*Extracted data:*
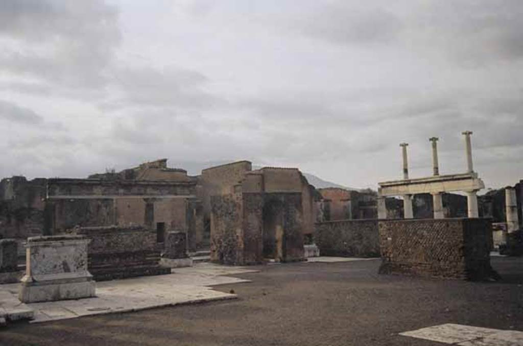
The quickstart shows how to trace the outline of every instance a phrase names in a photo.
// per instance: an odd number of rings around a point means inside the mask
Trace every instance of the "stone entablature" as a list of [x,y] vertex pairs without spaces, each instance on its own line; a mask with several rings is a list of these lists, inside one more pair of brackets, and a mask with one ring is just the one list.
[[97,281],[170,273],[158,264],[156,234],[143,227],[89,227],[73,232],[91,240],[88,268]]
[[26,275],[18,297],[23,303],[78,299],[95,296],[87,270],[89,240],[76,235],[27,239]]
[[490,265],[491,222],[482,218],[380,220],[381,273],[482,280]]

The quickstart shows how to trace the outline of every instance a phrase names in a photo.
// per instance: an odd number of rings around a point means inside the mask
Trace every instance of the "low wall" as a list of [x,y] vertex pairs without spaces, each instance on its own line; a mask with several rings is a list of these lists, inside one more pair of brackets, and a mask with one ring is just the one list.
[[341,220],[316,224],[314,243],[323,256],[379,257],[377,220]]
[[487,219],[383,220],[379,222],[381,273],[483,280],[496,278]]
[[156,234],[143,227],[84,227],[74,232],[91,240],[88,268],[97,281],[170,273],[158,264]]

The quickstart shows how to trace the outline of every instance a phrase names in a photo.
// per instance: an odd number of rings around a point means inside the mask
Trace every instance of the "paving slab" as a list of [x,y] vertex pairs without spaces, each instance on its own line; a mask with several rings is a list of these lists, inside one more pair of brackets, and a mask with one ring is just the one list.
[[352,262],[353,261],[370,261],[381,259],[379,258],[366,258],[362,257],[334,257],[331,256],[320,256],[309,257],[307,259],[309,263],[320,262],[323,263],[336,263],[337,262]]
[[32,319],[31,323],[38,323],[234,299],[236,295],[215,291],[210,286],[250,282],[224,275],[257,271],[242,267],[198,263],[192,267],[173,269],[170,274],[98,282],[95,297],[27,304],[18,299],[18,284],[0,285],[0,318],[11,320]]
[[521,346],[523,331],[445,324],[400,335],[460,346]]

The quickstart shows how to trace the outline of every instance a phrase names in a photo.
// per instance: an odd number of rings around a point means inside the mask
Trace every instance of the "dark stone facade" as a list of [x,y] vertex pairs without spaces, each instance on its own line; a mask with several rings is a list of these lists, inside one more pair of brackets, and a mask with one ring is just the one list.
[[211,205],[211,260],[244,265],[303,260],[301,193],[212,196]]
[[158,264],[156,234],[142,227],[94,227],[73,231],[91,239],[88,268],[97,281],[170,273]]
[[18,244],[14,239],[0,239],[0,273],[16,271]]
[[378,220],[343,220],[317,223],[314,243],[322,256],[379,257]]
[[162,257],[166,258],[187,258],[187,235],[184,232],[167,232],[164,243]]
[[383,220],[378,223],[381,273],[481,280],[496,278],[490,266],[490,220]]

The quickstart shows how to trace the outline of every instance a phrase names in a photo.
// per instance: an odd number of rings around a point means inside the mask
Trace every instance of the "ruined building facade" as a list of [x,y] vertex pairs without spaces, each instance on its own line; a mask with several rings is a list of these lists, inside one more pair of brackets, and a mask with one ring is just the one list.
[[159,248],[166,232],[181,232],[189,250],[210,247],[212,259],[224,263],[303,257],[319,194],[298,169],[253,170],[241,161],[192,177],[166,161],[87,179],[3,179],[0,237],[22,243],[84,227],[141,227],[156,233]]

*Exercise directions:* Copy out all the data above with "quickstart" changed to "tutorial" wherever it appears, keeping everything else the same. Leave the pictures out.

*Task response:*
The tutorial shows how to trace the outline of every instance a phrase names in a photo.
// per instance: an odd number of rings around a point means inside the mask
Trace every instance of the "stone entablature" as a list of [x,y] vertex pairs without spaces, each instance on its own line; a mask with several rings is a list of these lists, inside one more pair of brackets, and a mask with one ring is just the one list.
[[97,281],[170,273],[158,264],[156,234],[143,227],[89,227],[73,232],[91,240],[88,268]]
[[26,275],[18,297],[23,303],[78,299],[95,296],[87,270],[89,240],[76,235],[27,239]]
[[490,265],[491,222],[482,218],[380,220],[381,273],[482,280]]

The tutorial shows how to trace the outline of every instance a phrase names in a photo.
// per instance: an odd number of rings around a point means inside the mask
Trace every instance of the "low wall" as a list of [x,y] vertex pairs without spaces, each instance on its own line; a mask with several rings is a list of these lists, inside one more pair of brackets, and a mask with one ring is just the one list.
[[341,220],[316,224],[314,243],[323,256],[379,257],[377,220]]
[[487,219],[383,220],[379,222],[381,273],[483,280],[496,278]]
[[156,234],[143,227],[84,227],[74,232],[91,240],[88,268],[97,281],[170,273],[158,264]]

The tutorial shows how to trace the outline of every instance a phrase names in a photo.
// per instance: an odd number of rings around a point means inside the mask
Trace every instance of the "paving slab" as a list of [x,y] vertex pairs without spaces, each instance on its own line; a mask with several rings is a list of these lists, inside one more pair of brackets, and a mask with one ring is just the one list.
[[352,262],[353,261],[370,261],[381,259],[379,258],[366,258],[362,257],[334,257],[331,256],[320,256],[309,257],[307,259],[309,263],[320,262],[323,263],[336,263],[337,262]]
[[32,319],[31,323],[38,323],[234,299],[236,295],[215,291],[210,286],[250,282],[224,275],[257,271],[242,267],[198,263],[192,267],[173,269],[170,274],[98,282],[95,297],[27,304],[18,299],[18,284],[0,285],[0,318],[11,320]]
[[521,346],[523,331],[445,324],[400,335],[460,346]]

The tutorial shows how to trace the outline of every instance a phrase names in a photo.
// per instance: an odd number of rings around a point means inside the mask
Trace every instance of the "dark stone facade" as a list of [x,y] vertex pairs without spaces, each instance on its own line; a mask with several rings is a list of these lists, inside one more pair of brackets, and a mask with one ring is just the one list.
[[211,205],[211,260],[244,265],[303,260],[301,193],[212,196]]
[[158,264],[156,234],[142,227],[94,227],[73,231],[91,239],[88,268],[97,281],[170,273]]
[[18,244],[14,239],[0,239],[0,273],[16,271]]
[[378,220],[343,220],[317,223],[314,243],[322,256],[379,257]]
[[162,257],[166,258],[187,258],[187,235],[184,232],[167,232],[164,243]]
[[383,220],[378,223],[381,273],[481,280],[496,278],[490,266],[490,220]]

The tutorial shows how to trace the outline of every instance a phrase names in a photo.
// per instance: an odd number of rings around a point means inside the mask
Trace every instance of the "ruined building facade" as a list of [x,y] vertex pairs without spaces, each instance on its own line; a mask with several rings is a list of these lists, inside one more pair of brackets, and a mask with one ring is just the one list.
[[159,248],[166,232],[181,232],[189,250],[210,247],[212,259],[224,263],[303,257],[319,194],[298,169],[253,170],[241,161],[192,177],[166,161],[87,179],[3,179],[0,237],[22,243],[84,227],[141,227],[156,233]]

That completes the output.